GOAL |
Reproduce the listing below with every "set one marker" changed to "place one dot" and no other edits, omitting the picture lines.

[Start of ENTRIES SUPPLIED]

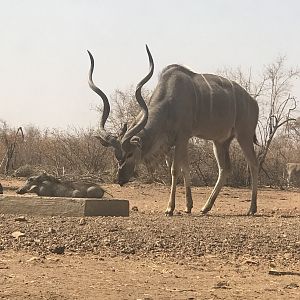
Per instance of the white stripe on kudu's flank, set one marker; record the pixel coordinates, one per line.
(210, 93)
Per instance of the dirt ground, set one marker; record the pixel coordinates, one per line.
(222, 255)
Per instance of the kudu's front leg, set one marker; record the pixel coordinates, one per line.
(180, 163)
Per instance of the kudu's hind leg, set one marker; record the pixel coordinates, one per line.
(187, 183)
(248, 149)
(221, 151)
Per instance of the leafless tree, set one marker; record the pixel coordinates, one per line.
(10, 141)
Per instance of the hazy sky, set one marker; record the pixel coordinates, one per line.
(44, 63)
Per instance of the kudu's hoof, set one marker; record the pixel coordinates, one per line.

[End of ENTRIES SUPPLIED]

RESPONSE |
Per instance of the white stripe on kudu's flank, place one dot; record the pixel coordinates, one per line.
(210, 93)
Per instance of the dirt ground, place one dot; record the pixel coordinates, one per line.
(222, 255)
Per instance of the kudu's front leg, place one dot; record the pixel coordinates, one per line.
(180, 163)
Per instance of the kudu's hind leg, place one dot; record the pixel coordinates, one per line.
(187, 183)
(248, 149)
(221, 151)
Per instance of the leafless tree, place one dot; record the pixel coordinates, one per line.
(10, 141)
Per instance of the hazy sky, place one dot; record the pixel coordinates, one per line.
(44, 63)
Per instance of the kudu's hoof, place one dot; record the pixel coordinates, one per line.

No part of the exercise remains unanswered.